* START Available records *

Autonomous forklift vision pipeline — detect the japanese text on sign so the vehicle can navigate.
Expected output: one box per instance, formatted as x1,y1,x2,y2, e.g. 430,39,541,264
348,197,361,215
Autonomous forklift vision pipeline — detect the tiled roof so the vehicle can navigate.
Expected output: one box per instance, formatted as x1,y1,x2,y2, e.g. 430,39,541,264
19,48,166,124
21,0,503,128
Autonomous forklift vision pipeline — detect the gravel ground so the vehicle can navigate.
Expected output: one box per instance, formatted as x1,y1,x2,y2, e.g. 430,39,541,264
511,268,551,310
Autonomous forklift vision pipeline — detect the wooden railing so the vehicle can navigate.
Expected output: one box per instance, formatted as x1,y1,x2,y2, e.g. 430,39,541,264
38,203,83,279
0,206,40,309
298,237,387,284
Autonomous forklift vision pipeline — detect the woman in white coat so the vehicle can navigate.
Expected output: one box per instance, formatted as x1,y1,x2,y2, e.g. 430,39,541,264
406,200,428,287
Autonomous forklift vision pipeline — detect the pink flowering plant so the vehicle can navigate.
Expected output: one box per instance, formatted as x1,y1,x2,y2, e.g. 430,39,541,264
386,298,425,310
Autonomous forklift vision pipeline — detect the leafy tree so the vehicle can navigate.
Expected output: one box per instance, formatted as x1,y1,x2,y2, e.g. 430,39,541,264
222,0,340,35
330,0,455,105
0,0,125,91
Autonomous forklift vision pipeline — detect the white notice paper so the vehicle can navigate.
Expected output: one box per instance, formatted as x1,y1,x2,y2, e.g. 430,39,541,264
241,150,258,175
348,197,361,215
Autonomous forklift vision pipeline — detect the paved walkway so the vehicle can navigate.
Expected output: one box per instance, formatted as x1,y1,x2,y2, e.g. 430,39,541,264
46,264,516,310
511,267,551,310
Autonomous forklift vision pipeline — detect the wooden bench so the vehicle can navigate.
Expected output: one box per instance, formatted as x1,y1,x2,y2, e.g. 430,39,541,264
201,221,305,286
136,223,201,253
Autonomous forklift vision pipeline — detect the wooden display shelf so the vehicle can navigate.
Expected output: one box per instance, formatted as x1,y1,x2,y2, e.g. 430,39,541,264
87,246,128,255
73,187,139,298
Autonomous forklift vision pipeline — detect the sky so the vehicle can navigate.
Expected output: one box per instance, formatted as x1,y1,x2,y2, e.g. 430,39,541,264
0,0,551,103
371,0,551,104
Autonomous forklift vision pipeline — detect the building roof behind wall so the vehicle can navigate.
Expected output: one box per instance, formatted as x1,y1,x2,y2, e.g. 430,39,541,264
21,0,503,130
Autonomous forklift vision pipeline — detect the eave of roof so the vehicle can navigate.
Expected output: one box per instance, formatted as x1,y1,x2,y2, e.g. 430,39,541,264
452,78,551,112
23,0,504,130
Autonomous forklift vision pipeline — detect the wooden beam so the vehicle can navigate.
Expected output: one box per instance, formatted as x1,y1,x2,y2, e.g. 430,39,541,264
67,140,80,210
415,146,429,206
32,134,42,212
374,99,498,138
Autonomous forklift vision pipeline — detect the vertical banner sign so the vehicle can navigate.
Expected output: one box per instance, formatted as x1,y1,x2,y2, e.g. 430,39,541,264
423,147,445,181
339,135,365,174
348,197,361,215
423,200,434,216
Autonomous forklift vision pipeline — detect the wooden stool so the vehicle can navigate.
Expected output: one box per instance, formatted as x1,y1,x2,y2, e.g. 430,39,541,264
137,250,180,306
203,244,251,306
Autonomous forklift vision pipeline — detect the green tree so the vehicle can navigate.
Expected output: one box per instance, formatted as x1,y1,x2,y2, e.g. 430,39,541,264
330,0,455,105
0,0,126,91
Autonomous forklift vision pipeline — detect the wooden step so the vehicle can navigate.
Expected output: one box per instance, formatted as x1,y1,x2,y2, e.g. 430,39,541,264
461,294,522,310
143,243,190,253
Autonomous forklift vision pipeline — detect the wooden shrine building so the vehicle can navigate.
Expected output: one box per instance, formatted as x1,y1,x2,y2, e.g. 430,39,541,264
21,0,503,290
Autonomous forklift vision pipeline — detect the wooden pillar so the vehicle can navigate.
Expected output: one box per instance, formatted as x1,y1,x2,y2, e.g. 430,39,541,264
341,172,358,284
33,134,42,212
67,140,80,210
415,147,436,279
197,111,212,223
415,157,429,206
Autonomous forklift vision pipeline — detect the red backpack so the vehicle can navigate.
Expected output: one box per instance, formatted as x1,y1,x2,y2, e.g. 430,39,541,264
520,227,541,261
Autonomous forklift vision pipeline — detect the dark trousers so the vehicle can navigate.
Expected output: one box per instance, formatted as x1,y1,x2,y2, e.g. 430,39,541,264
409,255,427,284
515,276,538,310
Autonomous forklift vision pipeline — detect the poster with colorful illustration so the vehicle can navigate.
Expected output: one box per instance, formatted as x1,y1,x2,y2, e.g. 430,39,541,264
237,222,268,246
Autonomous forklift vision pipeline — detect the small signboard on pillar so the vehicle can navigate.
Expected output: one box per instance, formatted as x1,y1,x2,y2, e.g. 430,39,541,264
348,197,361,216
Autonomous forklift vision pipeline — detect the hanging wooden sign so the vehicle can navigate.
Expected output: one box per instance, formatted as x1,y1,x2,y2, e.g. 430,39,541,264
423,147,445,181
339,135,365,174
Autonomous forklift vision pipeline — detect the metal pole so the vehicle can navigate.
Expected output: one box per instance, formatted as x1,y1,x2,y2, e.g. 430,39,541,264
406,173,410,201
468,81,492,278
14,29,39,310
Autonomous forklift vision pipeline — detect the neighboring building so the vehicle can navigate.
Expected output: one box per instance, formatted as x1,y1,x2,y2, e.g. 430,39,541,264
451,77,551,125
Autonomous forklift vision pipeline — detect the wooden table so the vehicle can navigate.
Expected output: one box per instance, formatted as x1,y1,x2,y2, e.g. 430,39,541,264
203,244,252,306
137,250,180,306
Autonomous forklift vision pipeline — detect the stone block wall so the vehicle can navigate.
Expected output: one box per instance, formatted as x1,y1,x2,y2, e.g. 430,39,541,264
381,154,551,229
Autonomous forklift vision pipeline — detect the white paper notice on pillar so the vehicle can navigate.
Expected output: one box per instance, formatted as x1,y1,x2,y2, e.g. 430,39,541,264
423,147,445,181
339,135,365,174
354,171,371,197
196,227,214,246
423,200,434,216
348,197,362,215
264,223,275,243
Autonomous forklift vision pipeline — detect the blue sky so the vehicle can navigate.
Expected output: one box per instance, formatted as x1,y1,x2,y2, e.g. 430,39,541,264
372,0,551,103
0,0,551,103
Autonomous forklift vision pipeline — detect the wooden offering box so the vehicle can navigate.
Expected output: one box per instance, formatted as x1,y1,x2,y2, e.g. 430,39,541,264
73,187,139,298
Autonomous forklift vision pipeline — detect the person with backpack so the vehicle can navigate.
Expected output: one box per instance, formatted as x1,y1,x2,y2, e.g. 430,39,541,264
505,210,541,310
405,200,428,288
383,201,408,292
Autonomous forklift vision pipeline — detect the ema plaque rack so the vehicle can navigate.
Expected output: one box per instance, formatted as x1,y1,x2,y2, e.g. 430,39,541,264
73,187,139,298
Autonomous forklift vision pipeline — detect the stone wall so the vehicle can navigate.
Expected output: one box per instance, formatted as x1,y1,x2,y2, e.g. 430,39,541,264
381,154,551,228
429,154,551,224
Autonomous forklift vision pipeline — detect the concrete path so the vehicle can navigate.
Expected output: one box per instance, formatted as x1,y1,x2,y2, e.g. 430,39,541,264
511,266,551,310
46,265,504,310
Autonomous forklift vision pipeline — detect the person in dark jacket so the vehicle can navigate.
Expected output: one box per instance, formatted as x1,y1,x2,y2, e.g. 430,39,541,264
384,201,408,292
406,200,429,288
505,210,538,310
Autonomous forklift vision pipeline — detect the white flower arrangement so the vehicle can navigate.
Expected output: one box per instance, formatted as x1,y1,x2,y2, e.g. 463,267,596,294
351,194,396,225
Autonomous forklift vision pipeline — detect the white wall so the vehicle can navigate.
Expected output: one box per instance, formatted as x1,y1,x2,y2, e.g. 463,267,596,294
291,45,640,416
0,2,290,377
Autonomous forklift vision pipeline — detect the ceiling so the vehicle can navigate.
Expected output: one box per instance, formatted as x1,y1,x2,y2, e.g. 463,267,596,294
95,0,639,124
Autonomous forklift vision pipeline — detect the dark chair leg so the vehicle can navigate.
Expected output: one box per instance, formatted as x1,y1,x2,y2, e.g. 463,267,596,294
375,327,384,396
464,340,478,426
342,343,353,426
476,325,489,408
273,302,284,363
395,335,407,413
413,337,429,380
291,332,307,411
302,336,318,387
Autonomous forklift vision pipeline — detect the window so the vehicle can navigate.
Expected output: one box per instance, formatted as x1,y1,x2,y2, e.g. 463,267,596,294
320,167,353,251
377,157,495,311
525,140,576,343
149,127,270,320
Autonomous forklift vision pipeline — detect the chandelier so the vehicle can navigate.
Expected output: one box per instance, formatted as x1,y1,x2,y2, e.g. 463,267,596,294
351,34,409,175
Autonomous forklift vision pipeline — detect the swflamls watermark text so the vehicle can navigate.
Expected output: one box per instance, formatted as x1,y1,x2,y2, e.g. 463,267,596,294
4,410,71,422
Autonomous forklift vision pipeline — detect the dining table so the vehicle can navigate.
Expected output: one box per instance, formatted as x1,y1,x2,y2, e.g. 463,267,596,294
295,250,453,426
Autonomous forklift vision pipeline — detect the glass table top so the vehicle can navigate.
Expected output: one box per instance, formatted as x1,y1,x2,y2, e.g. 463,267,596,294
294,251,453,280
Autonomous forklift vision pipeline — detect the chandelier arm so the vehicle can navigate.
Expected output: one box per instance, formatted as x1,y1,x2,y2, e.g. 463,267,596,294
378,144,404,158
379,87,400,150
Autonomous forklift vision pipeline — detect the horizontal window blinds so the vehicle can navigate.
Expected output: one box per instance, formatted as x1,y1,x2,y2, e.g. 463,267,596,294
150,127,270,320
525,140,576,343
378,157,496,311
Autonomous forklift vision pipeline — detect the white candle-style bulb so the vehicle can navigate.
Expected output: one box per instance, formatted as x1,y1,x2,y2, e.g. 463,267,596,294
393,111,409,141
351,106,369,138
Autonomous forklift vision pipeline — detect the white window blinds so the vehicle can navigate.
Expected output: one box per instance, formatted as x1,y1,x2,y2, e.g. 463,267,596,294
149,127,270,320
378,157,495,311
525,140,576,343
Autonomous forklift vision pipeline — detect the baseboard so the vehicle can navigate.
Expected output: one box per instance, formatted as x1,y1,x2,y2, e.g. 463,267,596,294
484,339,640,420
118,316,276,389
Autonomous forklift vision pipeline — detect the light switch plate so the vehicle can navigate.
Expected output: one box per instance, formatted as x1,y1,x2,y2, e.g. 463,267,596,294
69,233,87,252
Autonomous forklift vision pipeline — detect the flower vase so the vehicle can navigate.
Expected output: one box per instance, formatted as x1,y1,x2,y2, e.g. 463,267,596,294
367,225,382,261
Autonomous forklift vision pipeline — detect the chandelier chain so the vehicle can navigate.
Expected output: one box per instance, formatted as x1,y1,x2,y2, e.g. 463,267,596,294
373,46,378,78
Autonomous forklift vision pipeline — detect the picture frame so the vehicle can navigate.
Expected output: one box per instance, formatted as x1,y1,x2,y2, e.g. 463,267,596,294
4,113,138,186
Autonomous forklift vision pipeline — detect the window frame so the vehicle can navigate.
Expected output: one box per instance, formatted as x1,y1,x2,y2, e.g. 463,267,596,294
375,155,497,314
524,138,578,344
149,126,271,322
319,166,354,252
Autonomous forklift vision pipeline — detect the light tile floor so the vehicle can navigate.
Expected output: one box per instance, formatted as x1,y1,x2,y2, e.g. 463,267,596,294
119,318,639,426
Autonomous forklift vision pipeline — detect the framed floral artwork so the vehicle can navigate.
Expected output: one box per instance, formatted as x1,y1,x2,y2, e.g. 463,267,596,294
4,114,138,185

* END Available records *

Stated task:
Copy out, word for word, the lines of the entries above, starting with the line that contains "Autonomous forklift vision pipeline — detect the dining" and going on through the line that contains "379,87,400,150", with both of those lines included.

Expected answer:
Autonomous forklift vision pipeline — detect the dining table so the vehicle can navigate.
Expected output: one box per instance, formatted as x1,y1,x2,y2, e.g. 463,267,596,294
295,250,453,426
Autonomous forklift vision pipeline — detect the glass table top so the vehicle can navigate.
Expected output: one box per instance, formatted as x1,y1,x2,y2, e.g. 463,267,596,294
294,251,453,280
Autonomous forklift vision pipeline — detect the chandelier arm so the vehicle can navigate.
Expected output: one box per instance, formatted as x1,y1,x2,y2, e.g. 463,267,596,294
378,144,404,158
379,87,400,150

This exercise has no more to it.